DATASET ROWS —
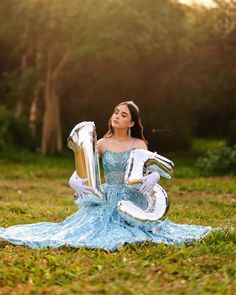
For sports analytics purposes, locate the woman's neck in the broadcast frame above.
[113,129,129,141]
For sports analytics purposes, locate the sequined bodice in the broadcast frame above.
[102,150,130,184]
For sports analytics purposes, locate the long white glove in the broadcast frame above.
[139,171,160,195]
[69,171,92,198]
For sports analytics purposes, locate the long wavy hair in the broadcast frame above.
[104,100,148,144]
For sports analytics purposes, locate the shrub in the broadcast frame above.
[197,145,236,175]
[0,106,36,152]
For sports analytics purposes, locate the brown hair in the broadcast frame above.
[104,100,147,144]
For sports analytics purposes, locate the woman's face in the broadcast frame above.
[111,104,134,128]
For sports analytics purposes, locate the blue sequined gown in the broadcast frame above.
[0,151,211,251]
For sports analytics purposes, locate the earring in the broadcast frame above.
[128,127,131,137]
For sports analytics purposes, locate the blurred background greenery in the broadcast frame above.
[0,0,236,171]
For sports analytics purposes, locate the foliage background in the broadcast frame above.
[0,0,236,153]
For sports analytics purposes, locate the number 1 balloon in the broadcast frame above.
[67,122,103,206]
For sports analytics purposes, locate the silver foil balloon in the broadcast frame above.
[67,121,104,201]
[117,149,174,222]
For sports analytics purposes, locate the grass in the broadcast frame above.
[0,142,236,295]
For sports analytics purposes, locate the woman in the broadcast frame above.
[0,101,211,251]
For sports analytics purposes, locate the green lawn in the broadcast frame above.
[0,150,236,295]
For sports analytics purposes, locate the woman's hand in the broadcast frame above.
[139,171,160,195]
[69,171,92,198]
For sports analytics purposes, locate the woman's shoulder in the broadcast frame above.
[134,137,147,150]
[97,137,107,156]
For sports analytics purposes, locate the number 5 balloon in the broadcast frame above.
[118,149,174,222]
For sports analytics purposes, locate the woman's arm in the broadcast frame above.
[97,138,106,157]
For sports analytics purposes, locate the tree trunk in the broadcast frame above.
[16,20,29,117]
[29,42,42,135]
[42,51,69,154]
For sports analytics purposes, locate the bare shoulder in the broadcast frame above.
[135,138,147,150]
[97,137,106,156]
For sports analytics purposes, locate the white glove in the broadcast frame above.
[139,172,160,195]
[69,171,92,198]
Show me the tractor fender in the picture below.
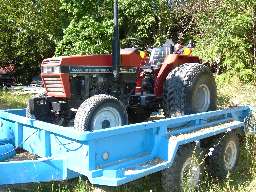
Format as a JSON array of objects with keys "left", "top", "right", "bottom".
[{"left": 154, "top": 54, "right": 200, "bottom": 97}]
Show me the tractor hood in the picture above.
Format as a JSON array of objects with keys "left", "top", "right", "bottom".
[{"left": 42, "top": 48, "right": 145, "bottom": 68}]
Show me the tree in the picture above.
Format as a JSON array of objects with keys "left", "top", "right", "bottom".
[
  {"left": 56, "top": 0, "right": 178, "bottom": 55},
  {"left": 0, "top": 0, "right": 62, "bottom": 82}
]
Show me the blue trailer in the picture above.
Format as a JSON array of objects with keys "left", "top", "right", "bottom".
[{"left": 0, "top": 106, "right": 256, "bottom": 191}]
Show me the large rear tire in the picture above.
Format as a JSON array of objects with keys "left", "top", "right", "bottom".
[
  {"left": 163, "top": 63, "right": 216, "bottom": 117},
  {"left": 74, "top": 94, "right": 128, "bottom": 132}
]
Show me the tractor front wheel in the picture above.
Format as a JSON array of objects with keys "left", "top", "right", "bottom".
[{"left": 74, "top": 94, "right": 128, "bottom": 131}]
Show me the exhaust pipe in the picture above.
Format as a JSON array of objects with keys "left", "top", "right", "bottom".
[{"left": 112, "top": 0, "right": 120, "bottom": 80}]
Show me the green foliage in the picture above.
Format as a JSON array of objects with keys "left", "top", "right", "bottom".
[
  {"left": 56, "top": 0, "right": 177, "bottom": 55},
  {"left": 0, "top": 0, "right": 62, "bottom": 82},
  {"left": 194, "top": 0, "right": 256, "bottom": 81}
]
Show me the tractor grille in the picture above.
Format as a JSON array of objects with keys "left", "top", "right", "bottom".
[{"left": 44, "top": 76, "right": 64, "bottom": 94}]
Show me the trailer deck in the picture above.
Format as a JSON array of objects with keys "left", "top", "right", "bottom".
[{"left": 0, "top": 106, "right": 253, "bottom": 186}]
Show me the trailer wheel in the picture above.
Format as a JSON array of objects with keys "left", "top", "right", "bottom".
[
  {"left": 74, "top": 94, "right": 128, "bottom": 131},
  {"left": 163, "top": 63, "right": 216, "bottom": 117},
  {"left": 207, "top": 133, "right": 240, "bottom": 178},
  {"left": 161, "top": 144, "right": 203, "bottom": 192}
]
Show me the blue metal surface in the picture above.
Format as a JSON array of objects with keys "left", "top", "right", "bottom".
[
  {"left": 0, "top": 106, "right": 251, "bottom": 186},
  {"left": 0, "top": 141, "right": 16, "bottom": 161}
]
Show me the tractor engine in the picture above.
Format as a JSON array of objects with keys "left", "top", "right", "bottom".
[{"left": 27, "top": 48, "right": 146, "bottom": 125}]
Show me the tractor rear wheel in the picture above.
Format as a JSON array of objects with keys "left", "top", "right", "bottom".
[
  {"left": 163, "top": 63, "right": 216, "bottom": 117},
  {"left": 74, "top": 94, "right": 128, "bottom": 132}
]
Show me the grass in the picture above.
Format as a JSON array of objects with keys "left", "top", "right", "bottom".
[{"left": 0, "top": 76, "right": 256, "bottom": 192}]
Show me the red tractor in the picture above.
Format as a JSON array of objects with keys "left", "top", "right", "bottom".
[{"left": 27, "top": 1, "right": 216, "bottom": 131}]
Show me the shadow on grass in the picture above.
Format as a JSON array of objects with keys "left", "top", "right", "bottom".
[{"left": 3, "top": 173, "right": 162, "bottom": 192}]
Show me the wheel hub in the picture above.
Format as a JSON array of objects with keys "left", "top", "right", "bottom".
[
  {"left": 92, "top": 107, "right": 122, "bottom": 130},
  {"left": 192, "top": 84, "right": 211, "bottom": 112},
  {"left": 224, "top": 141, "right": 237, "bottom": 170},
  {"left": 181, "top": 158, "right": 200, "bottom": 189}
]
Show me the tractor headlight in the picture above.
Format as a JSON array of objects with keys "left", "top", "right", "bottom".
[
  {"left": 52, "top": 66, "right": 60, "bottom": 73},
  {"left": 42, "top": 66, "right": 61, "bottom": 73}
]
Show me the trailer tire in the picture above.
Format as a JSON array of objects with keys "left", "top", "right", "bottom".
[
  {"left": 206, "top": 133, "right": 240, "bottom": 179},
  {"left": 163, "top": 63, "right": 217, "bottom": 117},
  {"left": 161, "top": 144, "right": 203, "bottom": 192},
  {"left": 74, "top": 94, "right": 128, "bottom": 132}
]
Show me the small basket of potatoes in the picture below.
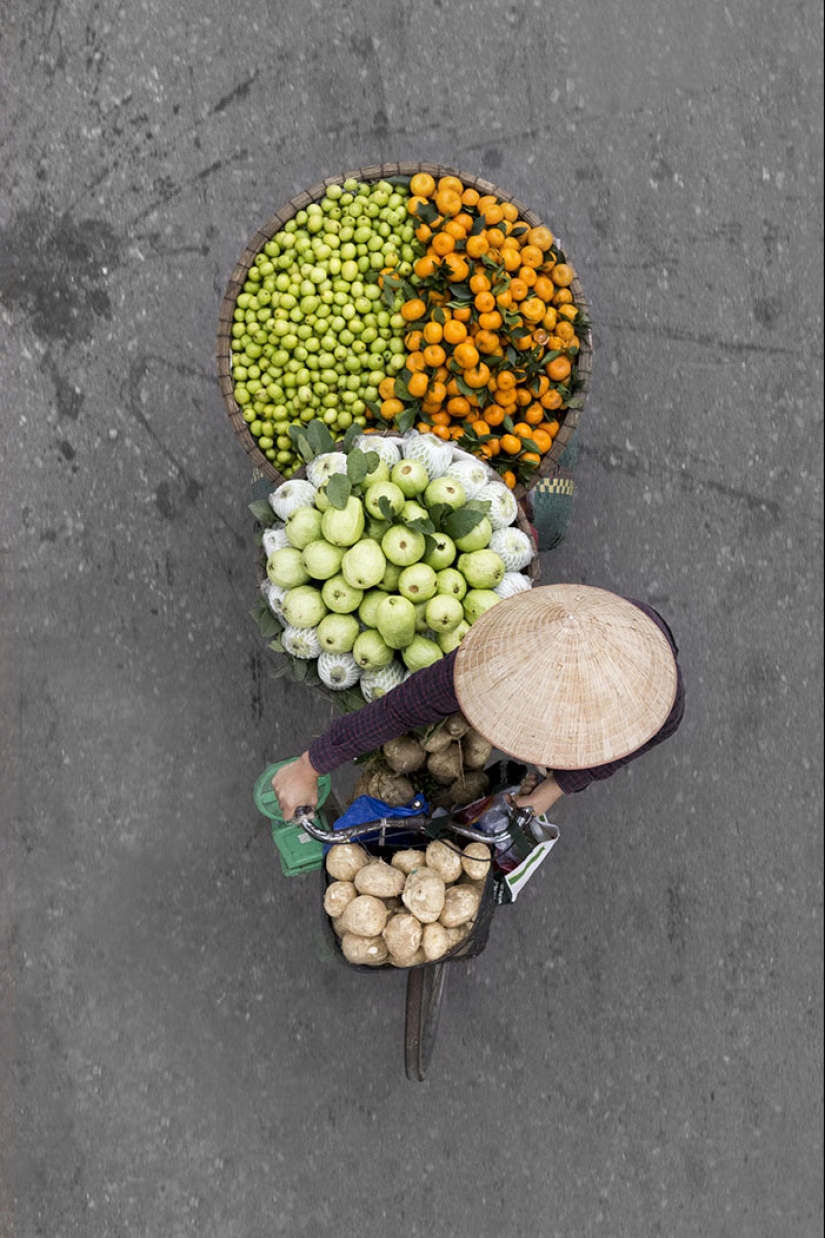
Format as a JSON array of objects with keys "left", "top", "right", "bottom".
[{"left": 323, "top": 818, "right": 497, "bottom": 971}]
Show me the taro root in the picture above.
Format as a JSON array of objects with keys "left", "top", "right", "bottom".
[
  {"left": 440, "top": 884, "right": 481, "bottom": 929},
  {"left": 326, "top": 843, "right": 369, "bottom": 881},
  {"left": 424, "top": 838, "right": 462, "bottom": 885},
  {"left": 401, "top": 868, "right": 446, "bottom": 924},
  {"left": 341, "top": 932, "right": 388, "bottom": 967},
  {"left": 384, "top": 735, "right": 427, "bottom": 774},
  {"left": 354, "top": 859, "right": 405, "bottom": 899},
  {"left": 339, "top": 894, "right": 391, "bottom": 937},
  {"left": 323, "top": 881, "right": 358, "bottom": 920}
]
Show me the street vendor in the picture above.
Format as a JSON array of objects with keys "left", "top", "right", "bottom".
[{"left": 273, "top": 584, "right": 684, "bottom": 820}]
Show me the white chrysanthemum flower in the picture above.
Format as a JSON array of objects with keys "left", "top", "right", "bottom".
[
  {"left": 354, "top": 435, "right": 401, "bottom": 468},
  {"left": 268, "top": 477, "right": 315, "bottom": 520},
  {"left": 489, "top": 525, "right": 535, "bottom": 572},
  {"left": 359, "top": 657, "right": 406, "bottom": 702},
  {"left": 446, "top": 458, "right": 490, "bottom": 499},
  {"left": 476, "top": 480, "right": 519, "bottom": 529},
  {"left": 261, "top": 524, "right": 290, "bottom": 558},
  {"left": 403, "top": 430, "right": 452, "bottom": 480},
  {"left": 306, "top": 452, "right": 347, "bottom": 489},
  {"left": 318, "top": 649, "right": 360, "bottom": 692},
  {"left": 281, "top": 628, "right": 321, "bottom": 662},
  {"left": 493, "top": 572, "right": 533, "bottom": 598}
]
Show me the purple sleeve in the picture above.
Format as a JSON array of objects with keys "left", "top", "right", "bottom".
[
  {"left": 554, "top": 598, "right": 685, "bottom": 795},
  {"left": 308, "top": 650, "right": 458, "bottom": 774}
]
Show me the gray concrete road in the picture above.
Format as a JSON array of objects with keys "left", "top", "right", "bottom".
[{"left": 0, "top": 0, "right": 823, "bottom": 1238}]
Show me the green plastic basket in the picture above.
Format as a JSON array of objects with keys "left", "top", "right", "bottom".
[{"left": 253, "top": 756, "right": 332, "bottom": 877}]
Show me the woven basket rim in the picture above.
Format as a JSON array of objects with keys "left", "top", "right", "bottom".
[{"left": 217, "top": 162, "right": 593, "bottom": 499}]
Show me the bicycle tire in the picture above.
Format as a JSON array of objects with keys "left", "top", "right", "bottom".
[{"left": 404, "top": 963, "right": 448, "bottom": 1083}]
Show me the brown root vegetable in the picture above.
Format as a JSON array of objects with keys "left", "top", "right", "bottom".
[
  {"left": 401, "top": 868, "right": 446, "bottom": 924},
  {"left": 341, "top": 932, "right": 389, "bottom": 967},
  {"left": 448, "top": 770, "right": 489, "bottom": 803},
  {"left": 443, "top": 712, "right": 469, "bottom": 739},
  {"left": 427, "top": 740, "right": 461, "bottom": 786},
  {"left": 461, "top": 729, "right": 493, "bottom": 770},
  {"left": 370, "top": 773, "right": 415, "bottom": 808},
  {"left": 384, "top": 735, "right": 427, "bottom": 774},
  {"left": 390, "top": 847, "right": 426, "bottom": 873},
  {"left": 421, "top": 920, "right": 452, "bottom": 962},
  {"left": 339, "top": 894, "right": 391, "bottom": 937},
  {"left": 425, "top": 838, "right": 462, "bottom": 885},
  {"left": 326, "top": 843, "right": 369, "bottom": 881},
  {"left": 461, "top": 843, "right": 492, "bottom": 881},
  {"left": 421, "top": 727, "right": 452, "bottom": 753},
  {"left": 354, "top": 859, "right": 405, "bottom": 899},
  {"left": 323, "top": 881, "right": 358, "bottom": 920},
  {"left": 382, "top": 911, "right": 422, "bottom": 964},
  {"left": 440, "top": 885, "right": 481, "bottom": 929}
]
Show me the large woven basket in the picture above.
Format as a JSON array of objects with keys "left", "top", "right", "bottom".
[{"left": 217, "top": 163, "right": 593, "bottom": 498}]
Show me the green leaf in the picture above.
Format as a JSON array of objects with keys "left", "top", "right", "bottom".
[
  {"left": 306, "top": 420, "right": 336, "bottom": 456},
  {"left": 325, "top": 473, "right": 352, "bottom": 511}
]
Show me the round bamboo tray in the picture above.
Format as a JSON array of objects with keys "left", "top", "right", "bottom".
[{"left": 217, "top": 163, "right": 593, "bottom": 499}]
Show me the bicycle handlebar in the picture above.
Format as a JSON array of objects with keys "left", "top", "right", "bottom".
[{"left": 292, "top": 807, "right": 512, "bottom": 847}]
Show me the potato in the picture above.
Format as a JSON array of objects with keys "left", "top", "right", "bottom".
[
  {"left": 421, "top": 920, "right": 452, "bottom": 962},
  {"left": 354, "top": 859, "right": 404, "bottom": 899},
  {"left": 461, "top": 729, "right": 493, "bottom": 770},
  {"left": 390, "top": 847, "right": 426, "bottom": 873},
  {"left": 427, "top": 740, "right": 462, "bottom": 786},
  {"left": 382, "top": 911, "right": 422, "bottom": 963},
  {"left": 326, "top": 843, "right": 369, "bottom": 881},
  {"left": 341, "top": 932, "right": 388, "bottom": 967},
  {"left": 436, "top": 884, "right": 481, "bottom": 929},
  {"left": 424, "top": 838, "right": 462, "bottom": 885},
  {"left": 384, "top": 735, "right": 427, "bottom": 774},
  {"left": 461, "top": 843, "right": 492, "bottom": 881},
  {"left": 339, "top": 894, "right": 391, "bottom": 937},
  {"left": 323, "top": 881, "right": 358, "bottom": 920},
  {"left": 401, "top": 868, "right": 446, "bottom": 924}
]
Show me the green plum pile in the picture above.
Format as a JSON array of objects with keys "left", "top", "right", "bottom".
[
  {"left": 230, "top": 180, "right": 421, "bottom": 478},
  {"left": 261, "top": 431, "right": 536, "bottom": 703}
]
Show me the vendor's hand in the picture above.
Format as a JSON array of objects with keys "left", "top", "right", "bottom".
[{"left": 273, "top": 753, "right": 318, "bottom": 821}]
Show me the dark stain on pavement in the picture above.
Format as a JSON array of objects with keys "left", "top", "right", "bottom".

PROBLEM TO WORK ON — Pick out every line of the items that contains the word "blue" and copy each one.

SOLUTION —
For sports analytics purposes, locate the blue sequined gown in the broadcast frame above.
Show me the blue trailer in the picture above.
Show me the blue metal surface in the picture above.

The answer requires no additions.